- Quoted text -
┄┄┄┄┄┄┄┄┄┄
The slope deformation development characteristics after underground coal mining are given. The lithology of Fengmaoding slope consists of soil and bedrock. The slope is about 140m long and 210m wide. The area is 29,400m2 and its volume is 58,8000m3. The principal axis direction of the slope is 318°, and the average slope is 50°. The front elevation of the slope is 1036m and the rear elevation is 1146m. The slope appears irregular semicircle in the plane, and a convex on the section approximately, as shown in Figure 1.
The field investigation suggests that the slope deformation-failure is presented as a ground fissure. 25 fissures are found, most of them are distributed on the mountaintop. Usually, they are tensing fissures and strike from north-east to south-west, which is presented as a linear distribution along the mined-out area. The width of these fissures is different, which is usually about 2cm. And some fissures are buried by diluvium (The Fengmaoding unstable geological body of survey report in Luyukou, 2009; Lv et al., 2011).
Engineering geological conditions in the research area
Geographic and geomorphic conditions
Located on the east side of the central part of Luliang ridge, the research area is a mid-low mountainous area with loess on its top and bedrock exposed on both sides of the river valley at its foot. The north-west part of the slope is standing next to the Lion riverbed. The elevation in the highest point of the Fengmaoding is 1145m, while the beach of the western Fenhe river is only 1030m in elevation. The maximum relative relief is about 115m. As to the maximum slope steepness, the bedrock region is 48°, the loess region is 60°and the average steepness is 35°. The erosion gullies divide the north-east part and the south-west part of the slope.
┄┄┄┄┄┄┄┄┄┄
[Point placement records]
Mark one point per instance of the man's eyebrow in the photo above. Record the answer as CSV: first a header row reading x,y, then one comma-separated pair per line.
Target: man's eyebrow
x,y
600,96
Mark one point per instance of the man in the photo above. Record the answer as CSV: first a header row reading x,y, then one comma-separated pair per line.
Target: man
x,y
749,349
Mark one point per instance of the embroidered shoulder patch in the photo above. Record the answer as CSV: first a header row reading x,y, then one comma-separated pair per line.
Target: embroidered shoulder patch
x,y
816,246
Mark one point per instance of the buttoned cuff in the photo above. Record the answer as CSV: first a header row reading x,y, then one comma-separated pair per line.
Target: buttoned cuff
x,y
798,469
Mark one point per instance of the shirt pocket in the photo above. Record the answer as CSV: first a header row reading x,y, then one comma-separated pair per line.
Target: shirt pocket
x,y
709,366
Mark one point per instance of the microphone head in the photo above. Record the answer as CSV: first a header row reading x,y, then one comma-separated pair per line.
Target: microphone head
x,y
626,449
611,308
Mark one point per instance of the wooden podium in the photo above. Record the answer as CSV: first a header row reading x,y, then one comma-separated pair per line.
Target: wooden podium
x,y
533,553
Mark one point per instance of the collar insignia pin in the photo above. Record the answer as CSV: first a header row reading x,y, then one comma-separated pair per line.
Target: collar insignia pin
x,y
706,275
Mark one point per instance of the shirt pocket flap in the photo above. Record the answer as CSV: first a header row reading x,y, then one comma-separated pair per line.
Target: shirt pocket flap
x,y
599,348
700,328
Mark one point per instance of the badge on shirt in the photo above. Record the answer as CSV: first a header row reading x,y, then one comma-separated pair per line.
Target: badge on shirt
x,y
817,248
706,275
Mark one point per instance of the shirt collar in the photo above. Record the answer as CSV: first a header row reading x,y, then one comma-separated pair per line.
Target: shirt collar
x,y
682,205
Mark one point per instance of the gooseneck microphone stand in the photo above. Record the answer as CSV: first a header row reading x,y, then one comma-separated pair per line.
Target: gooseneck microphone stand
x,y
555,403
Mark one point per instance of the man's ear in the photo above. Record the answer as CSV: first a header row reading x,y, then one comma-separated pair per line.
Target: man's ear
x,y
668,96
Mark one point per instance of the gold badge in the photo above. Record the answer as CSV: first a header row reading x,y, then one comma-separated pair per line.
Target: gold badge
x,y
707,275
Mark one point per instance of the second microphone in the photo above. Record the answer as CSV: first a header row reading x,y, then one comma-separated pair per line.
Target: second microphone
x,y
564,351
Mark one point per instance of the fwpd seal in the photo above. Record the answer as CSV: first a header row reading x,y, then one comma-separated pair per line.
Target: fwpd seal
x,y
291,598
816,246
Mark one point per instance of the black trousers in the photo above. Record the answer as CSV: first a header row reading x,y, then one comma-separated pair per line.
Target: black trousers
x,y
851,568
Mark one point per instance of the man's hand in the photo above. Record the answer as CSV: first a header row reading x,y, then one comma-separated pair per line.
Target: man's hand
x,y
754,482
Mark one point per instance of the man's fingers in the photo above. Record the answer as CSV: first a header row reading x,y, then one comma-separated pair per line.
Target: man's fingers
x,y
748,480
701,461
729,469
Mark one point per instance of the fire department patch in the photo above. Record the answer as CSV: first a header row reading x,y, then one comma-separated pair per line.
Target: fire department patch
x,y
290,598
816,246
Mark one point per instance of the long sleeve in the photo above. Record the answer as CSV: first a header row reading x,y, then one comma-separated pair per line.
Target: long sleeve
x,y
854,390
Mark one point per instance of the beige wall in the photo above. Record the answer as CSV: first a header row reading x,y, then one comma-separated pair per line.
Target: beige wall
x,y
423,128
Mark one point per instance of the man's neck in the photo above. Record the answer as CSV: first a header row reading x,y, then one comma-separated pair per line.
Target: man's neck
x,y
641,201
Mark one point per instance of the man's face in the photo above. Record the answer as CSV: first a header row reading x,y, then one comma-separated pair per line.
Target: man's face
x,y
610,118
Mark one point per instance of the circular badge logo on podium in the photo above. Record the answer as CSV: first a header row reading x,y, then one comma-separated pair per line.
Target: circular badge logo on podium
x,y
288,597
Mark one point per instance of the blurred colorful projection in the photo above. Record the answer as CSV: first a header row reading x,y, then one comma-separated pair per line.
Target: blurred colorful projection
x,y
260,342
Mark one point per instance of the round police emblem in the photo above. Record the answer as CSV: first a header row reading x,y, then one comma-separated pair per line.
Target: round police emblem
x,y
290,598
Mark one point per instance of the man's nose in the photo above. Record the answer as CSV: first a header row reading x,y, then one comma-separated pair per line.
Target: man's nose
┄┄┄┄┄┄┄┄┄┄
- The tasks -
**1)** Answer these questions from the Fengmaoding slope text:
(a) How long and how wide is the slope?
(b) How many fissures were found in the field investigation?
(c) What is the maximum slope steepness of the loess region?
**2)** Can you put the point placement entries into a JSON list of strings, one string per line with blank lines left out, starting at the line that contains "Mark one point per instance of the blurred" and ending at the last line of the entries, both included?

- Results of the exercise -
**1)**
(a) About 140m long and 210m wide.
(b) 25.
(c) 60°.

**2)**
[
  "Mark one point per instance of the blurred colorful projection in the photo above. Record the answer as CSV: first a header row reading x,y, then one comma-separated pair per line.",
  "Target: blurred colorful projection",
  "x,y",
  "260,342",
  "Mark one point per instance of the round police emblem in the photo above. Record the answer as CSV: first a header row reading x,y, then one comma-separated pair per line.",
  "Target: round police emblem",
  "x,y",
  "290,598",
  "Mark one point per instance of the man's nose in the photo above. Record the answer as CSV: first a header row reading x,y, then one comma-separated pair per line.",
  "Target: man's nose"
]